### TEXT PROVIDED

────────────────────

That doesn’t mean that the gaming industry statistics are anything but impressive: Halo 2’s first day sales of US$125 Million eclipses the record first weekend box office (Spiderman 2002) of $114 milliion – a statistic the gaming industry likes to promote but isn’t as impressive when you consider whole-of-life revenue. Grumpy Gamer again. Gaming is a huge business and E3 had many booths that represent a multi-million dollar investment in the show by the companies exhibiting. E3, like NAB is an industry-only show (18+ only and industry affiliation required) and this year attracted 70,000 attendees (vs NAB 2005 with about 95-97,000) in a much smaller show area. This is big business.
But what has this got to do with “the present and future of production and post production”? There are three “game” developments that will, ultimately impact video production, post production and distribution. This is quite aside from the fact that, right now, video production for games is a big part of the expense of each game. Most games have video/film production budgets way above those of a typical independent film’s total budget. This presents an opportunity for savvy producers to team up with game producers for “serious games” – games aimed at education or corporate training. Video production alone is rapidly becoming a commodity service so working with a games company for their acquisition is a value add and opportunity in the short term.
Microsoft’s Steve Ballmer
Take today’s passive video content, add a little interactivity to it. Take today’s interactive content, games, and add a little bit more video sequencing to it. It gets harder and harder to tell what’s what…
In the longer term three trends will impact “video” production: graphics quality and rendering, “convergence” (yes, I hate the term too, but don’t have a good alternative), and interactive storytelling.
Graphic Powerhouse
We all owe the gaming community a debt of gratitude for constantly pushing the performance of real-time graphics and thus the power of graphics cards and GPUs. The post-production industry benefits from real-time in applications like Boris Blue, Apple’s Motion, Core Video in OS X 10.4 Tiger and other applications. Without the mass market for these cards they’d be much more expensive and would not have advances as quickly as they have.
The quality of real-time graphics coming from companies like Activision with their current release F.E.A.R. in a standard definition game, and the quality of their upcoming HD releases for next-generation gaming consoles is outstanding. In one demonstration (actual game play) of a 2006 release, the high definition graphics quality, including human face close-ups was really outstanding. Extrapolate just a few more years and you have to wonder how much shooting will be required. If we can recreate, or create, anything in computer simulation in close to real time (or in real time) at high definition, what’s the role of location shooting and sets? Sky Captain and the World of Tomorrow and Sin City have shown that it’s possible to create movies without ‘real’ sets, although both movies seemed to have needed to apply extreme color treatments to disguise the lack of reality (or was that purely motivated by creativity).
Actors could be safe for a little while, because of the ‘Uncanny Valley’ effect, although the soldiers in Activision’s preview were close-to-lifelike in closeup, as long as you didn’t look at the eyes – the dead giveaway for the moment. Longer term (five + years) realistic humans are almost certain to come down the line. At that point, where is the difference between a fixed path in a game, and a video production?

────────────────────

### PROVIDED MATERIAL
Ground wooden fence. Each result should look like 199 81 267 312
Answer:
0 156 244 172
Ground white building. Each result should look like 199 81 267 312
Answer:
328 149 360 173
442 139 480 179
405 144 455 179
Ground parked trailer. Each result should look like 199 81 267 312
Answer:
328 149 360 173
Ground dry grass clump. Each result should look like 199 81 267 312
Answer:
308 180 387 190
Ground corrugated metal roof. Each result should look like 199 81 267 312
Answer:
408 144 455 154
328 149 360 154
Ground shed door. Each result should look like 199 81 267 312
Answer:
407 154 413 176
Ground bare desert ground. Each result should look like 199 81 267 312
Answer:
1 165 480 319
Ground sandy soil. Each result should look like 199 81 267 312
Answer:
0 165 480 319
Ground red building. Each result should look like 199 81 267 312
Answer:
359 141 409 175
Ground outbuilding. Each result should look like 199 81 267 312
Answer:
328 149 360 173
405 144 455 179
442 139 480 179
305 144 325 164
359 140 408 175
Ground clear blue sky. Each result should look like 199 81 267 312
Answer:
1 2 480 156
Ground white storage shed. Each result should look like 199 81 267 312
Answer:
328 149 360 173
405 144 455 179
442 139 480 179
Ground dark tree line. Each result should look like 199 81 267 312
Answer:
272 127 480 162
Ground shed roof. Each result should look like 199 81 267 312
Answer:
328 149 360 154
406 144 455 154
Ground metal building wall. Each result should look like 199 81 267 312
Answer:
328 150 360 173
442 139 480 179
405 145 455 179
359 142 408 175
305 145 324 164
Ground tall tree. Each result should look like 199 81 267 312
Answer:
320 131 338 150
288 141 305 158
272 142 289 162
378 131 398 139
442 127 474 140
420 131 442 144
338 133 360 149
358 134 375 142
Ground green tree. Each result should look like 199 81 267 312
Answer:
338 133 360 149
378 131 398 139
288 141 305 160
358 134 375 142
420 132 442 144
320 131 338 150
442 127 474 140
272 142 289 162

────────────────────

### THE PROBLEM
Continue the article on gaming's impact on video production, picking up right after its final sentence. The lines come from a separate source and are unrelated to the article.

### FINAL ANSWER
Convergence
NAB has, until this year, long been “The Convergence Marketplace” without a lot of convergence happening. However, the world of gaming has converged with the world of movies a long time ago. It is standard practice for a blockbuster movie release to have a themed game available – Star Wars III: Revenge of the Sith and Madagascar have simultaneous movie and game releases. Activision’s game development team were on the Madagascar set and developed 20 hours of game-play following the theme of a 105 minutes movie!
Similarly Toronto-based Spaceworks Entertainment, Inc. announced at E3 a Canada/UK co-production of Ice Planet the TV series and game are to be developed together, again with the game developers on the set of the TV series shoot. Although the game and TV series can be enjoyed independently the plan is to enhance the game via the TV show and the TV show via the game. Game player relevant information can be found throughout each of the 22 episodes of the series’ first season – the first of five seasons planned in the story arc.
Whether or not Spaceworks Entertainment are the folks to bring this off eventually it will happen that there is interplay between television and related game play. Television will need something to bring gamers back to the networks (cable or broadcast) if there’s a future to be had there. (Microsoft, on the other hand, wants to bring the networks to the gamers via the Xbox 360.)
Interactive Storytelling
The logical outcome of all this is an advanced form of interactive storytelling that could supplant “television” as we know it. Or not. Traditionally television has been a lean-back, turn my mind off medium and I imagine there will continue to be a demand for this type of non-involved media consumption in the future that won’t be supplanted by a more active lean-forward medium. However, the lean-forward medium will be there to supplement and, for many people, replace the non-involved medium.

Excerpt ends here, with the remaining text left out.